> _AUFGABE_: Bearbeite den Artikel über die Bürgerbefragung in Steinbach und gib ihn von „Von Hans-Jürgen Biedermann“ bis „Kritik nicht aus.“ erneut wieder, wobei „Samstag“ überall durch „Freitag“ ersetzt wird.

> _VORLIEGENDER TEXT_:
Den Bürgern auf den Zahn gefühlt

Bürger im Gespräch mit kompetenten Partnern bei der Befraguing auf dem St.-Avertin-Platz :Wie sicher fühlt sich der Steinbacher? Foto: HB

Von Hans-Jürgen Biedermann

Steinbach. Unter den gelben Schutzschirmen der Stadt haben Steinbacher vergangenen Samstag offenbart, was ihnen in ihrer Stadt missfällt, wovor sie sich fürchten und was sie von der Politik erwarten. Kommune und Polizei hatten zu einer Frngebogenaktion aufgerufen, die es in dieser Form noch nicht gab. Mehr als 80 Menschen haben auf dem St.-Avertin-Platz teilgenommen. Ohne der Auswertung vorzugreifen: Die Bürger sind im Großen und Ganzen mit ihrer Stadt im Reinen. Das schließt aber Kritik nicht aus.

Vorne standen die Kunden für Äpfel und Artischocken an. Sie verlangten Fleischwurst und Fleischsalat, Brot und Brezeln. Dahinter fragten die Abgesandten von Polizei und Stadt nach dem Wohlbefinden der Marktbesucher. Auf dem Podest des St.-Avertin-Platzes sollte das subjekltive Sicherheitsempfinden erkundet werden. Es war die Ouvertüre des vom Innenministerium aungestoßenen KommunalProgramms Sicherheitssiegel mit dem Kürzel „Kompass“, das Probleme offenlegen und partnerschaftlich lösen soll. Maßstab ist nicht die für Steinbach unauffällige Kriminalstatistik, sondern das Sicherheitsgefühl des einzelnen Bürgers. Nach den Erfahrungen von Bernd Miunske, dem „Schutzmann vor Ort“, gibt es keine drängenden Probleme. Der Beamte kommt alle zwei Wochen dienstags zur Beratung ins Rathaus, wartet jedoch gelegentlich vergeblich auf Kundschaft. Für ihn ist das ein gutes Zeichen. Kontakte ergeben sich beim Streifengang.

Frei von Kriminalität ist die Stadt an der südlichen Kreisgrenze freilich nicht. Eine 70-Jährige weiß von Einbrüchen in die Gartenhütten oberhalb der Steinbachaue. In Nachbars Garten sei ein Nussdieb erwischt worden. Die frühere Kindergärtnerin berichtete auch über einen unliebsamen Vorfall an der Grundschule. Dort hätten Schulkinder versucht, sie in ihrem Auto zu bestehlen.

> _DATENSATZ_:

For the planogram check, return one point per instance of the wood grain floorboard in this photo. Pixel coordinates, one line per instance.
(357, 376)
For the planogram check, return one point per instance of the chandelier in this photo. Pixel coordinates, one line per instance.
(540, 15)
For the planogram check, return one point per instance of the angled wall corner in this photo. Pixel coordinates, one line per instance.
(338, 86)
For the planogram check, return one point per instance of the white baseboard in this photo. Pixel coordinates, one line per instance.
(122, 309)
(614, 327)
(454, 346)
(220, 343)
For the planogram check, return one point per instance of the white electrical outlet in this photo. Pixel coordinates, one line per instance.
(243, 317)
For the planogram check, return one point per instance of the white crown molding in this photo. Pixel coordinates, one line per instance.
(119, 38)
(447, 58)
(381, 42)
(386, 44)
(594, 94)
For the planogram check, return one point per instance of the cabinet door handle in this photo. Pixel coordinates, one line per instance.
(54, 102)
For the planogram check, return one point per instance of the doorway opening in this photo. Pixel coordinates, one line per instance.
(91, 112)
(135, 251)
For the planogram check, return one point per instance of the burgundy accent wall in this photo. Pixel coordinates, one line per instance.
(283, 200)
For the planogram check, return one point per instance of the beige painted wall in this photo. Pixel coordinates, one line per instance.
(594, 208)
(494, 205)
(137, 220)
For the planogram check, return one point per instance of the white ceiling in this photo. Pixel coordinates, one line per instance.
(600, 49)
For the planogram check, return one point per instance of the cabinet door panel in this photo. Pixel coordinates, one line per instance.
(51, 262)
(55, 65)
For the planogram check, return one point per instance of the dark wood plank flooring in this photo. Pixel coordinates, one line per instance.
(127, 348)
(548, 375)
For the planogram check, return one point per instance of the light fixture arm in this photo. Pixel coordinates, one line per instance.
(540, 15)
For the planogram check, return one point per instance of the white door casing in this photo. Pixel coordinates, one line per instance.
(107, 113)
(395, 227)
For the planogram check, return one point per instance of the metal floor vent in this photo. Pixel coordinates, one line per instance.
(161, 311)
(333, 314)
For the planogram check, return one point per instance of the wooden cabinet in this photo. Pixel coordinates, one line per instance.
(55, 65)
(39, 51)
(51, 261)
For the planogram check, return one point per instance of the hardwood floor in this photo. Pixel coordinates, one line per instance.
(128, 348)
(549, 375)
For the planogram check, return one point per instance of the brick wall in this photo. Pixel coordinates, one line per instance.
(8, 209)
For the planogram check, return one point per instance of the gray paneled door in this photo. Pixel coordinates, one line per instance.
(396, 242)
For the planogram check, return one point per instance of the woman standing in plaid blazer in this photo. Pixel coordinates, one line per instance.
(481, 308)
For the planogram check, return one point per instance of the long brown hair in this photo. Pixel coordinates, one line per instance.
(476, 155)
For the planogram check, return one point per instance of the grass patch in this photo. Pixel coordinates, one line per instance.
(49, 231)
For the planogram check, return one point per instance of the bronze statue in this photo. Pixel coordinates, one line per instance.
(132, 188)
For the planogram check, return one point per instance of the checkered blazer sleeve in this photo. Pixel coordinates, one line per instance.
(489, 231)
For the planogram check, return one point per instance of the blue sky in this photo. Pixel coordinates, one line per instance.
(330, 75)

> _ANTWORT_:
Von Hans-Jürgen Biedermann

Steinbach. Unter den gelben Schutzschirmen der Stadt haben Steinbacher vergangenen Freitag offenbart, was ihnen in ihrer Stadt missfällt, wovor sie sich fürchten und was sie von der Politik erwarten. Kommune und Polizei hatten zu einer Frngebogenaktion aufgerufen, die es in dieser Form noch nicht gab. Mehr als 80 Menschen haben auf dem St.-Avertin-Platz teilgenommen. Ohne der Auswertung vorzugreifen: Die Bürger sind im Großen und Ganzen mit ihrer Stadt im Reinen. Das schließt aber Kritik nicht aus.